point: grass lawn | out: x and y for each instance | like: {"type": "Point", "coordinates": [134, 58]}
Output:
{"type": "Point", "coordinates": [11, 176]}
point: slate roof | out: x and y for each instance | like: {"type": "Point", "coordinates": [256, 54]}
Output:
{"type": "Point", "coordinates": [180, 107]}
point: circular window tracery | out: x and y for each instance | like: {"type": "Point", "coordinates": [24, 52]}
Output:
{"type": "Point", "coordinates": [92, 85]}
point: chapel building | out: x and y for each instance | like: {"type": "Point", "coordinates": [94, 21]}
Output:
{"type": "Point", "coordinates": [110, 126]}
··········
GOAL >> Reproduce all of the rows above verbatim, preserving every character and line break.

ANSWER >>
point: grass lawn | out: x and y for each instance | like: {"type": "Point", "coordinates": [134, 58]}
Output:
{"type": "Point", "coordinates": [11, 176]}
point: slate roof | out: x and y for each instance | like: {"type": "Point", "coordinates": [256, 54]}
Output:
{"type": "Point", "coordinates": [180, 107]}
point: circular window tracery | out: x and y for each instance | like: {"type": "Point", "coordinates": [24, 52]}
Output:
{"type": "Point", "coordinates": [92, 85]}
point: chapel building | out: x and y for each instance | like: {"type": "Point", "coordinates": [94, 21]}
Output:
{"type": "Point", "coordinates": [110, 126]}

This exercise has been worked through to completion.